Document extract:
If you love to hear about the behind-the-scenes goings on on film sets as much as I do, the chapter on the Disney movie will be a favorite.
I think Lawson gives somewhat short shrift to Travers work with Parabola magazine, which is some of her most brilliant writing -- inspiring to thousands of her readers, and collected in the now out of print "What the Bee Knows." (Note to publishers: bring it back!) You may also find out more than you want to known about her endless toing and froing with Disney, and the ways in which the movie deal echoed through the last thirty years of her life.
But Lawson also gives the first comprehensive account of Travers' private life, her involvement AE and Gurdieff, her adoption of one twin, her son Camillus, and her early career as an actress. Her love affairs are touched on.
I'm not sure, in the end, if all the private matters, interesting as they may be, really add to our understanding of Travers' work, though Lawson makes some persuasive connections between the fantasy and the reality. Mary Poppins herself, the Great Exception, survives the biography with her mystery intact, and in spite of Lawson's sympathetic and thorough craftsmanship, so does Travers. For those of us lucky ones who count Travers as a touchstone in our lives, that's just fine. Questions without answers can often be more satisfying than the other kind.

To-do list:
[a] According to the review, which collection gathers Travers' writing for Parabola magazine?
[b] For each statement, answer yes or no to whether it agrees with the review, and quote the words that decide it: (i) Lawson's book covers Travers' early career as an actress. (ii) The reviewer thinks Lawson gives ample attention to Travers' work with Parabola magazine. (iii) Mary Poppins comes out of the biography with her mystery intact.
[c] From the review, quote the part that opens with the words containing "I think Lawson" and closes with "of her life.".
Use only the review as your source.

Dataset excerpts:
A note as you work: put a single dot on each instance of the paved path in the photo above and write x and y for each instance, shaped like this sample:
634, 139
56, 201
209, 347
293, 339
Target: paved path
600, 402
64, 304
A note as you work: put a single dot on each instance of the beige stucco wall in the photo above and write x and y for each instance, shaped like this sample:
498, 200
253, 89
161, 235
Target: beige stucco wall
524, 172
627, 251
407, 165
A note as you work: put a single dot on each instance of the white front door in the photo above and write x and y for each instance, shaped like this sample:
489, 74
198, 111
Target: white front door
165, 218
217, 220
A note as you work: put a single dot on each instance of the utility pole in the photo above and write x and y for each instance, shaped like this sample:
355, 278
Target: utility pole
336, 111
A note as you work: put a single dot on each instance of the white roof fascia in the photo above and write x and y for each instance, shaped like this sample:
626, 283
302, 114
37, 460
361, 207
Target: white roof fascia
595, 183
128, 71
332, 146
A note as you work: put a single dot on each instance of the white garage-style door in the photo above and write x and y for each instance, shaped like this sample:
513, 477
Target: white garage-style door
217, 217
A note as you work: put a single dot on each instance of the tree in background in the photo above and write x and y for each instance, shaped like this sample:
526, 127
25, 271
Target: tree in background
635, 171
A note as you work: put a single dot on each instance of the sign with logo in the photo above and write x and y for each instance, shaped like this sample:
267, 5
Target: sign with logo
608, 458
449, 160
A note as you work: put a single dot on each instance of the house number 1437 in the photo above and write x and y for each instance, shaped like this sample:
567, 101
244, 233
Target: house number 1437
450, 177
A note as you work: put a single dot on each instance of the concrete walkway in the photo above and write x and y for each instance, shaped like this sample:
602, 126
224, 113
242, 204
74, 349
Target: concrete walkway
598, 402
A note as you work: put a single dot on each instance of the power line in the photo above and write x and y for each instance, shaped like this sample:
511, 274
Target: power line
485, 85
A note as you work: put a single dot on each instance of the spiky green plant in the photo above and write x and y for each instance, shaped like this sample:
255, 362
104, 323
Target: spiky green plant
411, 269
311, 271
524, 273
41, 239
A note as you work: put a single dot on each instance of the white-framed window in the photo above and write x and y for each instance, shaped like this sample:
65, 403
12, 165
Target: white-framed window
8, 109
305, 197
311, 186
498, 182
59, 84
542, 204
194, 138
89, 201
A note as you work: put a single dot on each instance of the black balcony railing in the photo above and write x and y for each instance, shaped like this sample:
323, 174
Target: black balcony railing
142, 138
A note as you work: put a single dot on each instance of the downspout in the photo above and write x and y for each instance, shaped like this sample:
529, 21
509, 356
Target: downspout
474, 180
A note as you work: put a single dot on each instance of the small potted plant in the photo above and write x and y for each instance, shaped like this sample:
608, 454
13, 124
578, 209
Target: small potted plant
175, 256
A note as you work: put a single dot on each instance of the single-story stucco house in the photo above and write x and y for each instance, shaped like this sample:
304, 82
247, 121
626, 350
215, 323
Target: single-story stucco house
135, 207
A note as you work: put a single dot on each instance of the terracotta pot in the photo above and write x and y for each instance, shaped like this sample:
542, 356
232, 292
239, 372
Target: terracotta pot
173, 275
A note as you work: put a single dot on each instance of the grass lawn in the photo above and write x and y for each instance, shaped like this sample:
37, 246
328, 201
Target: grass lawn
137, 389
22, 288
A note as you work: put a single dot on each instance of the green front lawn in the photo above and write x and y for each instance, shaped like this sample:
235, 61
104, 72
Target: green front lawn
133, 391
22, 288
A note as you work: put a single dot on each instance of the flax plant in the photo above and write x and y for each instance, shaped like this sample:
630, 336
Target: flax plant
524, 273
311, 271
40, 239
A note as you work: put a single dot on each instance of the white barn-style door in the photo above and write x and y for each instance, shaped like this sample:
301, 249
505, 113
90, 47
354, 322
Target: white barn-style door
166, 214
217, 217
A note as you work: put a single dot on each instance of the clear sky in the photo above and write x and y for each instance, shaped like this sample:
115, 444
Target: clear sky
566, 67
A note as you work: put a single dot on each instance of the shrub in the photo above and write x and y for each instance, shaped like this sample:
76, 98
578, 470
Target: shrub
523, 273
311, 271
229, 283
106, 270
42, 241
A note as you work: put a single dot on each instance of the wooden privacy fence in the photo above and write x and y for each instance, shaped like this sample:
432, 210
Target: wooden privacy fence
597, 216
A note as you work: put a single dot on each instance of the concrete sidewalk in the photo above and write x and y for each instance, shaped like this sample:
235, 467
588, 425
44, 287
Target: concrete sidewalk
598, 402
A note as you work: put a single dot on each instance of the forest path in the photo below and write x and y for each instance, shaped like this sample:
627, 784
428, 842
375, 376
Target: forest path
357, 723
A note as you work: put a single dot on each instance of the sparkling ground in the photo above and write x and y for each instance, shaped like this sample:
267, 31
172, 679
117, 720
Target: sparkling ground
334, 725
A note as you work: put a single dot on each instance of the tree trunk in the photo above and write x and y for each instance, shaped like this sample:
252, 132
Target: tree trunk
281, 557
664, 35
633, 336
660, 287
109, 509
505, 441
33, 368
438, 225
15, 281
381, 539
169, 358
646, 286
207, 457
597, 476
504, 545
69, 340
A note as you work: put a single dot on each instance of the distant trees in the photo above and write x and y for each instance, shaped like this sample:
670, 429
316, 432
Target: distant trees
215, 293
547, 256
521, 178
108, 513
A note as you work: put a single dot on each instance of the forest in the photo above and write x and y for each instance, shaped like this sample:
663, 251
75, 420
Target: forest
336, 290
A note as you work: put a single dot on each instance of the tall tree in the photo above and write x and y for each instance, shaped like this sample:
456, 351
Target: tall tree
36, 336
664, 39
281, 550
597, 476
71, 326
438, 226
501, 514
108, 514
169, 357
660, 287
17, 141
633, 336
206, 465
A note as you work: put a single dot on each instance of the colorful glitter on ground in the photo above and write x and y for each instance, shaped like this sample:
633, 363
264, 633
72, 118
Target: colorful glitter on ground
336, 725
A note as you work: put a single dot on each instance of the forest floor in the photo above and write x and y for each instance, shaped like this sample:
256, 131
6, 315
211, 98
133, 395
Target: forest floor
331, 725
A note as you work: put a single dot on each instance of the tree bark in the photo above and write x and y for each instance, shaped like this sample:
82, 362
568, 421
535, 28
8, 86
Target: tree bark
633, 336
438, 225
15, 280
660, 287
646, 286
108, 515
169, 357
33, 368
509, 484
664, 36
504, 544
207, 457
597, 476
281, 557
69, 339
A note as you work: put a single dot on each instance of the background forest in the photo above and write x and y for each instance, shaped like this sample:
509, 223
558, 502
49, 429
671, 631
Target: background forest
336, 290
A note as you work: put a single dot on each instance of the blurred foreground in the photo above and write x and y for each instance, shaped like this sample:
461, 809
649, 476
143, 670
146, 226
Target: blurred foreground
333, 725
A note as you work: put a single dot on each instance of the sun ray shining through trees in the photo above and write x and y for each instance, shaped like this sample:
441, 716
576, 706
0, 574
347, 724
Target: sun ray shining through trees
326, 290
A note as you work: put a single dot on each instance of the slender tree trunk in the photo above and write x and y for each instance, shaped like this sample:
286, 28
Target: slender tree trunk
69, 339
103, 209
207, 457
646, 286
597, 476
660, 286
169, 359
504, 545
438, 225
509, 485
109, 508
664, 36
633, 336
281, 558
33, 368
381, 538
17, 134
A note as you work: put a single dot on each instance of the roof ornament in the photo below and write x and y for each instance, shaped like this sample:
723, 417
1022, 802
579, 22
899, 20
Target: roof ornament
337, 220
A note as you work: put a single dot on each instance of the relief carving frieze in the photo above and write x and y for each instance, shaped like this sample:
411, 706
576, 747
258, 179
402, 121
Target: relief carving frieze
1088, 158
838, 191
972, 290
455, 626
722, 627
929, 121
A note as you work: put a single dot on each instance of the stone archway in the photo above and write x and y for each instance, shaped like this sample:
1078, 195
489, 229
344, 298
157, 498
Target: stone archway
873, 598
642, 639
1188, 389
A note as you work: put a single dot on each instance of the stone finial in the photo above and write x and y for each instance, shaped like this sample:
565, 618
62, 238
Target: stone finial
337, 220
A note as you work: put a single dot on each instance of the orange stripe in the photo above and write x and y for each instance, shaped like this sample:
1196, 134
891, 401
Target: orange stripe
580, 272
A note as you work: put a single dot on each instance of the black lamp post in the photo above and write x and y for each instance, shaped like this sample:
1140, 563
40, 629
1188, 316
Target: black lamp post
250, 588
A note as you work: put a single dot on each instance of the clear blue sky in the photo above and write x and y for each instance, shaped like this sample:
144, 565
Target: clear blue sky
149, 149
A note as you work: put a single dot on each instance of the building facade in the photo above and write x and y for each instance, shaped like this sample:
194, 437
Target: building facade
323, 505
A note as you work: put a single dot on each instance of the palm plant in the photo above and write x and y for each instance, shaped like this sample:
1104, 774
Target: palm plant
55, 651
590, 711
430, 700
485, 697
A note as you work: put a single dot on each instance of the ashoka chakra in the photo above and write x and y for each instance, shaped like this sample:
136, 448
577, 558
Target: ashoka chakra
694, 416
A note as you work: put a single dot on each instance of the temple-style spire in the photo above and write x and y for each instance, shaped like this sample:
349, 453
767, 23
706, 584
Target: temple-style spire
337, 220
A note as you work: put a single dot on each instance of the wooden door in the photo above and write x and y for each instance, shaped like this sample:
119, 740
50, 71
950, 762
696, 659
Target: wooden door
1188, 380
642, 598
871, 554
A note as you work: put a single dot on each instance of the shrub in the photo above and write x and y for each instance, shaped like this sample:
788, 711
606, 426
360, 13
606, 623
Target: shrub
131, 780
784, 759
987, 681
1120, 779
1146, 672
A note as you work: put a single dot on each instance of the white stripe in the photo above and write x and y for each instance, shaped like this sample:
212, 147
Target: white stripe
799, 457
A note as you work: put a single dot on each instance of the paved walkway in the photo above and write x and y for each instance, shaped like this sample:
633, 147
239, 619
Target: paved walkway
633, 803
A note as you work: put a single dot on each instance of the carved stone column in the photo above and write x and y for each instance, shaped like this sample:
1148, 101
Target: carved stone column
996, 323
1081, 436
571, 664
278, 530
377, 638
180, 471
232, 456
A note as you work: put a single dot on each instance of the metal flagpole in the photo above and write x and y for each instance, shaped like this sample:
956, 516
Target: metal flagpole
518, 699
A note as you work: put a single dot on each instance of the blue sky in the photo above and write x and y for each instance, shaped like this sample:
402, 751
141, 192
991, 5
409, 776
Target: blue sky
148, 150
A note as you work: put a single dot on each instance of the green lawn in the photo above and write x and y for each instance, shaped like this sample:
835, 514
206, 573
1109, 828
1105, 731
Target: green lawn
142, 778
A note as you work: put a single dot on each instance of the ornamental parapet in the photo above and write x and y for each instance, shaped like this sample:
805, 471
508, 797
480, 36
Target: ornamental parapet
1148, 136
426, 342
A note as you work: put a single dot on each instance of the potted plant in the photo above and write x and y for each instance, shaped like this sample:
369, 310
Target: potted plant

Answer list:
[a] "What the Bee Knows," which is now out of print.

[b]
(i) Yes: "her early career as an actress."
(ii) No: "Lawson gives somewhat short shrift to Travers work with Parabola magazine."
(iii) Yes: "Mary Poppins herself, the Great Exception, survives the biography with her mystery intact."

[c]
I think Lawson gives somewhat short shrift to Travers work with Parabola magazine, which is some of her most brilliant writing -- inspiring to thousands of her readers, and collected in the now out of print "What the Bee Knows." (Note to publishers: bring it back!) You may also find out more than you want to known about her endless toing and froing with Disney, and the ways in which the movie deal echoed through the last thirty years of her life.